= SOURCE DATA =
☆ ☆ ☆ ☆ ☆

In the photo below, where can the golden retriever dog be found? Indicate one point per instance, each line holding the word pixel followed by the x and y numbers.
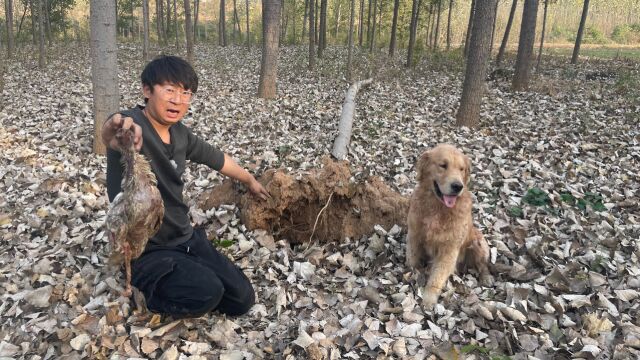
pixel 440 226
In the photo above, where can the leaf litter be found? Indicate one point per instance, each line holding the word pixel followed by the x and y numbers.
pixel 555 176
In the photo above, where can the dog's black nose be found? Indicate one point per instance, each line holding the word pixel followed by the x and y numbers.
pixel 456 187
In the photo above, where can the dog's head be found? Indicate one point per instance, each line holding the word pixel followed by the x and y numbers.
pixel 446 171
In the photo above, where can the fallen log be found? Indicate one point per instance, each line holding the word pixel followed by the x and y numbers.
pixel 346 120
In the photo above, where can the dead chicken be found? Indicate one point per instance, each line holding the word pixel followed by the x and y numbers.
pixel 136 213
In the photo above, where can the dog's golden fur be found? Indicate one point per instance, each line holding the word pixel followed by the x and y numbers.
pixel 440 225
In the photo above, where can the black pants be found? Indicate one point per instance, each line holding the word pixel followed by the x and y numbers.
pixel 191 279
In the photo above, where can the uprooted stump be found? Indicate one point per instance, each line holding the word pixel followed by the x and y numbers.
pixel 320 204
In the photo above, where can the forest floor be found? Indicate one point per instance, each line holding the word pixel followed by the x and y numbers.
pixel 555 180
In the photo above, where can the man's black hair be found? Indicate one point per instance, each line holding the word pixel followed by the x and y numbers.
pixel 169 69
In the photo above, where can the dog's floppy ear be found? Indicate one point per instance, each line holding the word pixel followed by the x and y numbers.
pixel 467 169
pixel 423 165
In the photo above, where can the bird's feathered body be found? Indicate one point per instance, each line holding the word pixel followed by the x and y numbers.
pixel 136 213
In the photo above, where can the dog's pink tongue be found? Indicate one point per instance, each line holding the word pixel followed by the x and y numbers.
pixel 449 201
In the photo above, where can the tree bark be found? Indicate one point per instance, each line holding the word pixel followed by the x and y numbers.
pixel 175 24
pixel 361 23
pixel 270 35
pixel 505 38
pixel 412 31
pixel 222 33
pixel 449 25
pixel 469 28
pixel 322 41
pixel 437 35
pixel 394 25
pixel 345 125
pixel 525 46
pixel 544 27
pixel 477 61
pixel 349 54
pixel 145 30
pixel 312 36
pixel 196 15
pixel 42 54
pixel 373 30
pixel 248 32
pixel 583 20
pixel 8 8
pixel 188 30
pixel 104 66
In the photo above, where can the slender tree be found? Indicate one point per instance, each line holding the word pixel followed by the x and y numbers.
pixel 412 31
pixel 322 43
pixel 507 30
pixel 373 30
pixel 222 33
pixel 145 30
pixel 104 66
pixel 270 34
pixel 525 45
pixel 43 52
pixel 394 25
pixel 544 27
pixel 449 25
pixel 477 62
pixel 469 27
pixel 583 20
pixel 248 33
pixel 312 36
pixel 361 23
pixel 351 23
pixel 437 35
pixel 8 8
pixel 188 30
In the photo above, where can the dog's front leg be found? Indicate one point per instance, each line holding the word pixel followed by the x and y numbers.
pixel 443 267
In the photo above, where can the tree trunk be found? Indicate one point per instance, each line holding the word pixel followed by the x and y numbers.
pixel 145 30
pixel 337 20
pixel 493 28
pixel 188 30
pixel 361 23
pixel 196 15
pixel 349 53
pixel 312 36
pixel 222 33
pixel 505 38
pixel 525 45
pixel 412 31
pixel 449 25
pixel 236 22
pixel 248 32
pixel 583 20
pixel 394 25
pixel 341 142
pixel 373 30
pixel 322 43
pixel 42 55
pixel 304 20
pixel 104 66
pixel 8 8
pixel 437 35
pixel 469 28
pixel 175 24
pixel 270 34
pixel 544 27
pixel 477 62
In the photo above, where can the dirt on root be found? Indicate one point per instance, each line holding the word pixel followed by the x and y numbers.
pixel 320 204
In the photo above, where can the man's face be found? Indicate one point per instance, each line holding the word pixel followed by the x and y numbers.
pixel 168 103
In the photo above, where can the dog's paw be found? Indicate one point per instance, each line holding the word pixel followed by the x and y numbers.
pixel 486 280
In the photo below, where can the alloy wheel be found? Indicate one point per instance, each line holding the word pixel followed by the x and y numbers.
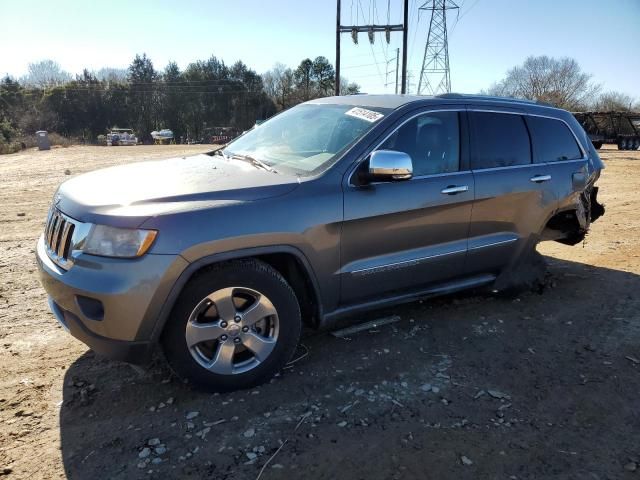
pixel 232 330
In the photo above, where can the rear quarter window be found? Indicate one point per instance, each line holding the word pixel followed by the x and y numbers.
pixel 552 140
pixel 498 140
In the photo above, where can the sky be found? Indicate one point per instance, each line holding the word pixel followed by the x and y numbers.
pixel 486 37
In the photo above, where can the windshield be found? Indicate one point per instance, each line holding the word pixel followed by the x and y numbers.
pixel 306 138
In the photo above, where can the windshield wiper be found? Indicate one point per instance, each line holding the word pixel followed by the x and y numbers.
pixel 253 161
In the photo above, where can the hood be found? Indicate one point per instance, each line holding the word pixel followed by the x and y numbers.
pixel 127 195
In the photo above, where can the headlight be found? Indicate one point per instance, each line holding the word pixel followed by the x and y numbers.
pixel 118 242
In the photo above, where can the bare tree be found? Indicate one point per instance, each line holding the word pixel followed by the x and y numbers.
pixel 45 73
pixel 110 74
pixel 560 82
pixel 347 87
pixel 615 101
pixel 279 84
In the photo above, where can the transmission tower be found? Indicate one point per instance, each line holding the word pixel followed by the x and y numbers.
pixel 434 76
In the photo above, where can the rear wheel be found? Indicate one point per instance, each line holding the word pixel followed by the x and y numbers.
pixel 233 327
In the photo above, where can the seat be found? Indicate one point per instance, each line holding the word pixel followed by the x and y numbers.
pixel 432 153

☆ ☆ ☆ ☆ ☆

= WORK ORDER =
Only the lines from the one containing "In the photo above, where can the seat" through the last line above belong in your answer. Retype them exactly.

= REPLY TO THE EXERCISE =
In the photo above, where can the seat be found? Indicate one point per instance, each line holding the word pixel followed by the x and y numbers.
pixel 432 153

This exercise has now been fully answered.